EXTRACT PROVIDED
════════════════

Beijing’s interference in Hong Kong and the, persecution of activists, politicians, academics and businessmen has awakened the solidarity of the international community. Victims of China’s actions in Hong Kong have received strong support in the United States, the United Kingdom, and Australia.
U.S. House of Representatives welcomes Hong Kong exiles
The House of Representatives voted in favor of the act promoted by Democrat Tom Malinowsk, which grants temporary status to the inhabitants of Hong Kong who don’t have another option other than the nationality of the People’s Republic of China. The bill provides Hong Kong’s businessmen, scientists and academics with an easy way out to escape the Communist threat.
The pillars of the act are to ensure that the U.S. continues to treat Hong Kong residents as distinct from China, provide expedited admission for the most qualified citizens, and expedite residency for Hong Kongers who have fled or found refuge in America, replicating the law used by George H.W. Bush to protect Chinese students in the country during the crackdown on Tiananmen.
The House voted in favor of “Temporary Protected Status” for a period of five years for Hong Kong citizens, giving them the right to work in the United States and not be subject to deportation.
The initiative, which has the support of all parties, must be approved by the Senate. In the past, Democrats have pushed a similar initiative to extend the status to Venezuelans, but it was blocked by President Donald Trump and the Republican Party.
British bill to prevent the government from making trade agreements with countries that have been condemned for genocide
British Parliamentarians have debated the trade bill that defines the UK’s post-Brexit trade relations. Lord Alton of Liverpool, Baroness Kennedy of The Shaws, Baroness Falkner of Margravine and Lord Forsyth of Drumlean introduced an amendment that would prohibit the UK from trading with countries that perpetrate genocide. The amendment received majority support by 287 to 161, and will go to the House of Commons for discussion, the press reported.

════════════════

EXERCISE 1
Could you transcribe the part of the article on Hong Kong between "The pillars of" and "crackdown on Tiananmen.", inclusive?
EXERCISE 2
Can you sum up the article on Hong Kong in two sentences?
EXERCISE 3
Using the article on Hong Kong, answer these:
(a) For how many years did the House vote to grant Temporary Protected Status to Hong Kong citizens?
(b) Whose law does the act replicate, according to the article?
(c) By what vote did the amendment on genocide receive majority support?
The rows that follow the article aren't needed for anything here.

════════════════

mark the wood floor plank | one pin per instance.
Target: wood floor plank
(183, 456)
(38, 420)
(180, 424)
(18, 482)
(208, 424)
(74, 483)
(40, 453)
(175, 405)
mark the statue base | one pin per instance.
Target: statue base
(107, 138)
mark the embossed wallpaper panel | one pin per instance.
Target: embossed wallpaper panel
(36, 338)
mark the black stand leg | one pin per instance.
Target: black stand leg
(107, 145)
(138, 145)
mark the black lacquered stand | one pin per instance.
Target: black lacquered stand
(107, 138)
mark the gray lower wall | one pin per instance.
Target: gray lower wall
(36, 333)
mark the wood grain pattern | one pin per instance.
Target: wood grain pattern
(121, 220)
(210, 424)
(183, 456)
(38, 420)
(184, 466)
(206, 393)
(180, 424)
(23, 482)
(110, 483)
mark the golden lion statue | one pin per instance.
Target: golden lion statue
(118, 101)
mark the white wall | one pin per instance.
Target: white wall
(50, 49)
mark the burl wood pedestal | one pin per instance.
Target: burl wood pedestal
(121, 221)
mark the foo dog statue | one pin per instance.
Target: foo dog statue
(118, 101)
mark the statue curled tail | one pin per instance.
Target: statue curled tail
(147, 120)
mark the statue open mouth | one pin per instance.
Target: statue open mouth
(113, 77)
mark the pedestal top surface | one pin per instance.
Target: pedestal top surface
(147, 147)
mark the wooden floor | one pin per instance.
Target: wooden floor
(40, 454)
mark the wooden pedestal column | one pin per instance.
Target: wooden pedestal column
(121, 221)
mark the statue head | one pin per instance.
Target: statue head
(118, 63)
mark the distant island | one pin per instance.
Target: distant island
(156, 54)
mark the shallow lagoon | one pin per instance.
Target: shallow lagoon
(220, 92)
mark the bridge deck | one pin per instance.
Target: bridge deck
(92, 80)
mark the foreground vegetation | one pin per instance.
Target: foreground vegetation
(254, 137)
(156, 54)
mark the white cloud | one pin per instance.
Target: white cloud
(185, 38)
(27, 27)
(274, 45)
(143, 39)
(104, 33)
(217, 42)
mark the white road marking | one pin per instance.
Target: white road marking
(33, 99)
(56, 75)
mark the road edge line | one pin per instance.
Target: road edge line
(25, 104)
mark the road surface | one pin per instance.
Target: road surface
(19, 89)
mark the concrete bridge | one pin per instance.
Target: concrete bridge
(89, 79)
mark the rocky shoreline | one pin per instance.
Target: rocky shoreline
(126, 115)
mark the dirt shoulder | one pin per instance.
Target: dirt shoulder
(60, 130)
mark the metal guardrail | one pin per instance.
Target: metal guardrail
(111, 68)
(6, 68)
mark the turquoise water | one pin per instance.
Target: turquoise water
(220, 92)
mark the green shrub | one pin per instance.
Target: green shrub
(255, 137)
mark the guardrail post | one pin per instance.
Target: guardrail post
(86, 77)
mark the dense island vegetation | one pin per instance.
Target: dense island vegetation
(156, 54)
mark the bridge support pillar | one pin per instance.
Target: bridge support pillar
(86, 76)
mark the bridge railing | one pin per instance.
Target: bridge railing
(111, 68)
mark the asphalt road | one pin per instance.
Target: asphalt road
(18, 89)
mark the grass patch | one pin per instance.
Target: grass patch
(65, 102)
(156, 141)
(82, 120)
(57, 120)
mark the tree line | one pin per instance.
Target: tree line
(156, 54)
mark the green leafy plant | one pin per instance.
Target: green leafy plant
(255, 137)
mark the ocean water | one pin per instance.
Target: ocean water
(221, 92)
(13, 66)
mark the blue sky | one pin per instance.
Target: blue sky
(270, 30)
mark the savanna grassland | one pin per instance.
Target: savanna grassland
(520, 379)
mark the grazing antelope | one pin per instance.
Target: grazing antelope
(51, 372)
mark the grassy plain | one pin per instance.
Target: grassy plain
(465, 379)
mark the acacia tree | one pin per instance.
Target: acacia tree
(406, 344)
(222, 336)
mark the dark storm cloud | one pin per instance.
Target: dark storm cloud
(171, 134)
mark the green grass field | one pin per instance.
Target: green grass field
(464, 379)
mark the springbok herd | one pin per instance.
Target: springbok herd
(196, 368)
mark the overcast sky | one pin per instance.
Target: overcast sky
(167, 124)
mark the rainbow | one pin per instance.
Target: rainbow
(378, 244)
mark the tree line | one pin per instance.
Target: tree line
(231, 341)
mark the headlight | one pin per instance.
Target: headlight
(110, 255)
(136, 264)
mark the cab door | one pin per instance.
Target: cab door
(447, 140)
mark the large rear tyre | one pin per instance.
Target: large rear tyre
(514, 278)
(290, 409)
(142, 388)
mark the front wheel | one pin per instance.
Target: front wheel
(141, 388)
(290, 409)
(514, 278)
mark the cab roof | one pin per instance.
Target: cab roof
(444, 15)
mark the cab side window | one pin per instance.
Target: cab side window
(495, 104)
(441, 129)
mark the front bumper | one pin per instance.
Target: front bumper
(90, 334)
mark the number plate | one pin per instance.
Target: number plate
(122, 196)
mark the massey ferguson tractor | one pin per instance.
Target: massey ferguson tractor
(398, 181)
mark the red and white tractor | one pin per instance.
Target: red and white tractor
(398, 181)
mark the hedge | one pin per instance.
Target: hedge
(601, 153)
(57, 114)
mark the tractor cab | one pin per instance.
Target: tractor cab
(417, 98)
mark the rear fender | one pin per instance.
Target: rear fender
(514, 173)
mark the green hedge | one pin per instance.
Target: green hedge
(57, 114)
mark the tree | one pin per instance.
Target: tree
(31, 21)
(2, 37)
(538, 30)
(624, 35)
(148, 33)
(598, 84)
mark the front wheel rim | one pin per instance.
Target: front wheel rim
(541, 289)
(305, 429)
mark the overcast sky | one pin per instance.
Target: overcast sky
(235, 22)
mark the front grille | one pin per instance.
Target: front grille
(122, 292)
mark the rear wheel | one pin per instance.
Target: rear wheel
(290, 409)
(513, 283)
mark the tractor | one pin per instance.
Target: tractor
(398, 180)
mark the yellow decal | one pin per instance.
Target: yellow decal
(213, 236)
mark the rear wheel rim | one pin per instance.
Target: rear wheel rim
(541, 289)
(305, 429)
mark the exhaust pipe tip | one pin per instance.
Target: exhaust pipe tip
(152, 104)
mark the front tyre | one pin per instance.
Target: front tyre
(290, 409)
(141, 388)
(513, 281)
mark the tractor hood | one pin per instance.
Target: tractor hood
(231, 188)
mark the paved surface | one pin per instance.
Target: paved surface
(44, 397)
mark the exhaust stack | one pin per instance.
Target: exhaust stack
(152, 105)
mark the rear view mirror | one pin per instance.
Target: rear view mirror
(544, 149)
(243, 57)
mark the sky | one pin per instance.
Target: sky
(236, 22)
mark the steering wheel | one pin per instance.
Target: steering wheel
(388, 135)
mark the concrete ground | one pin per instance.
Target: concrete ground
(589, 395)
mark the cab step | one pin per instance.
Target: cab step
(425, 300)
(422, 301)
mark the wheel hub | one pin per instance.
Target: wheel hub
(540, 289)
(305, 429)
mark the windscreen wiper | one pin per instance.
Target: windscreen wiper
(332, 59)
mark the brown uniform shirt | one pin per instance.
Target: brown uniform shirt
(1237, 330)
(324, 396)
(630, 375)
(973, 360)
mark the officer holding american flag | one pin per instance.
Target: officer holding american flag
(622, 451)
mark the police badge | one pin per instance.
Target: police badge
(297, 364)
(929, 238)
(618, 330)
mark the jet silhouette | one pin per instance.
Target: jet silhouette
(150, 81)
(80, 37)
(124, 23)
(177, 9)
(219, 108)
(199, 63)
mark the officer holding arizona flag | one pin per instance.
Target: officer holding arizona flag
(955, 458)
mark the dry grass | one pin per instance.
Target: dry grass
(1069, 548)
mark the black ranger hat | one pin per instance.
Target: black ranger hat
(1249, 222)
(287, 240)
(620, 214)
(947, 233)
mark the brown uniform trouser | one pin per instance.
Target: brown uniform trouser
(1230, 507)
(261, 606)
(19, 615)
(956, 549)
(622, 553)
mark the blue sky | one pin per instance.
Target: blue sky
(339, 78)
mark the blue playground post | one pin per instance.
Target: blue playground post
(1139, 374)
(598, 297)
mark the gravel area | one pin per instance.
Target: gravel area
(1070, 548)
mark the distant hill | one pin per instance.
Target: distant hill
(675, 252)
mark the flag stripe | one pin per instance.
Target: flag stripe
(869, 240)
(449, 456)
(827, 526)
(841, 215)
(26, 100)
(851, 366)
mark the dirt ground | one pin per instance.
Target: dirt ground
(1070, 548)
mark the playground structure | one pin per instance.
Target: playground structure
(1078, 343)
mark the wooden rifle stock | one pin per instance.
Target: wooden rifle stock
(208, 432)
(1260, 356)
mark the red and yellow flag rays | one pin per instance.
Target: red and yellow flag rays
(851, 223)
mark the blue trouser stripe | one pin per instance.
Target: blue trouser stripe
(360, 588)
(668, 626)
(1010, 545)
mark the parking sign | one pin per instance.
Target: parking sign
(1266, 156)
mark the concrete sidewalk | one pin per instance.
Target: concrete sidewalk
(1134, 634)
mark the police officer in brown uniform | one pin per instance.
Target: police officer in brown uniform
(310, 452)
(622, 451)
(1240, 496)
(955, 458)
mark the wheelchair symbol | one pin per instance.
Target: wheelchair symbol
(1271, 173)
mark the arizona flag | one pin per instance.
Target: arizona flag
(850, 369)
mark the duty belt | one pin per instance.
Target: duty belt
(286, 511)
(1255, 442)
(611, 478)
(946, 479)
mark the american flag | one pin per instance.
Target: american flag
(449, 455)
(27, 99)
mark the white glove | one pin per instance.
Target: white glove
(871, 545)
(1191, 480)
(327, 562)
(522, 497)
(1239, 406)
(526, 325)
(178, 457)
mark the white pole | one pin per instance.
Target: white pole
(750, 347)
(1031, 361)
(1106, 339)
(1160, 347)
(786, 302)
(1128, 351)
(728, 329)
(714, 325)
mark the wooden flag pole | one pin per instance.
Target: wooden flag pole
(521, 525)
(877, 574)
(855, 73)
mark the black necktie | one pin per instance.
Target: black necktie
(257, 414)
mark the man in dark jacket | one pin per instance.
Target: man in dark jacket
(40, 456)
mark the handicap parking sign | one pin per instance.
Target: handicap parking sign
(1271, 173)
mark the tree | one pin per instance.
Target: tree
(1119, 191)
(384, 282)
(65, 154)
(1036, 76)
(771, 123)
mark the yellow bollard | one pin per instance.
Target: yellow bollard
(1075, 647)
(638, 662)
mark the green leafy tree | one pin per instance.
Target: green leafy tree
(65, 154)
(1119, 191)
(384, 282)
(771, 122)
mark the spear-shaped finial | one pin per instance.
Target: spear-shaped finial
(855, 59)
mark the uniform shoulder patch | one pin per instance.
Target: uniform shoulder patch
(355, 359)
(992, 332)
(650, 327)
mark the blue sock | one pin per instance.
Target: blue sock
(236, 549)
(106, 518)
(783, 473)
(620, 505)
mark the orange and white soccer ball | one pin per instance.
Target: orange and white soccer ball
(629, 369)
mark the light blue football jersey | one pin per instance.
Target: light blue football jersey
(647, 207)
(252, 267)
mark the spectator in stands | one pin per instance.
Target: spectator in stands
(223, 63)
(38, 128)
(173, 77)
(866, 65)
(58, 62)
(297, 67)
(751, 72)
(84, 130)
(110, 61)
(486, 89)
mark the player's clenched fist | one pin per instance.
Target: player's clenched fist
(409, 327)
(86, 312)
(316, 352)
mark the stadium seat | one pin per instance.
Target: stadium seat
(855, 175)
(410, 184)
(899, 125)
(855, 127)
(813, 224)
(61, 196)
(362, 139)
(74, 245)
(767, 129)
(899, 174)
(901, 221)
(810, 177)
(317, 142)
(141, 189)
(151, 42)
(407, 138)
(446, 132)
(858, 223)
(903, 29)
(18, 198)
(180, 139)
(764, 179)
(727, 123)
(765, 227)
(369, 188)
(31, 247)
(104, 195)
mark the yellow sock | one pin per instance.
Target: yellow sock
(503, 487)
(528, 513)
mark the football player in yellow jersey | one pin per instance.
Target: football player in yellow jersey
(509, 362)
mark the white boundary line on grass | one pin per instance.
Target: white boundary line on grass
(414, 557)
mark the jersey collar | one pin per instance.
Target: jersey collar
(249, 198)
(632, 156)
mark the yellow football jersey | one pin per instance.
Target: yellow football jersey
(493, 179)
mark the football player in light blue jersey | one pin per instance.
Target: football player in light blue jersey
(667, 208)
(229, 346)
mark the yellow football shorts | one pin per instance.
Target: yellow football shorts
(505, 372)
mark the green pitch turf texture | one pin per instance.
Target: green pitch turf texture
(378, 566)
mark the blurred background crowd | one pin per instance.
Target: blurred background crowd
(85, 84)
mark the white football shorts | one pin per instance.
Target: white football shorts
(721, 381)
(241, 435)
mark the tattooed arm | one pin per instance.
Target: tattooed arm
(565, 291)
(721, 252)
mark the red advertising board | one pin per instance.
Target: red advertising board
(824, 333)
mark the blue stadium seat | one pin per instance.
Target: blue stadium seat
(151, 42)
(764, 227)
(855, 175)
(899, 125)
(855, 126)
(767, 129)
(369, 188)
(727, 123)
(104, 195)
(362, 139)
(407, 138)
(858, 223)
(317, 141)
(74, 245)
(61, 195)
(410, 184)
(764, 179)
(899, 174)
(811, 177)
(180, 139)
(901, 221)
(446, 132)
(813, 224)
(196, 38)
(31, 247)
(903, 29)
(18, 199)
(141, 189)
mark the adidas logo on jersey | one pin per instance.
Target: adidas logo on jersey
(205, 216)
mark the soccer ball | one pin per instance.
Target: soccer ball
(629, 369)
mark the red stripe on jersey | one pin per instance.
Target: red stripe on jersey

════════════════

WRITTEN REPLY 1
The pillars of the act are to ensure that the U.S. continues to treat Hong Kong residents as distinct from China, provide expedited admission for the most qualified citizens, and expedite residency for Hong Kongers who have fled or found refuge in America, replicating the law used by George H.W. Bush to protect Chinese students in the country during the crackdown on Tiananmen.

WRITTEN REPLY 2
The U.S. House of Representatives voted for an act granting Hong Kong citizens five years of Temporary Protected Status, which gives them the right to work in the United States without being subject to deportation, and the initiative must still be approved by the Senate. In the United Kingdom, an amendment to the post-Brexit trade bill that would prohibit trade with countries that perpetrate genocide received majority support of 287 to 161 and will go to the House of Commons.

WRITTEN REPLY 3
(a) Five years.
(b) The law used by George H.W. Bush to protect Chinese students in the country during the crackdown on Tiananmen.
(c) 287 to 161.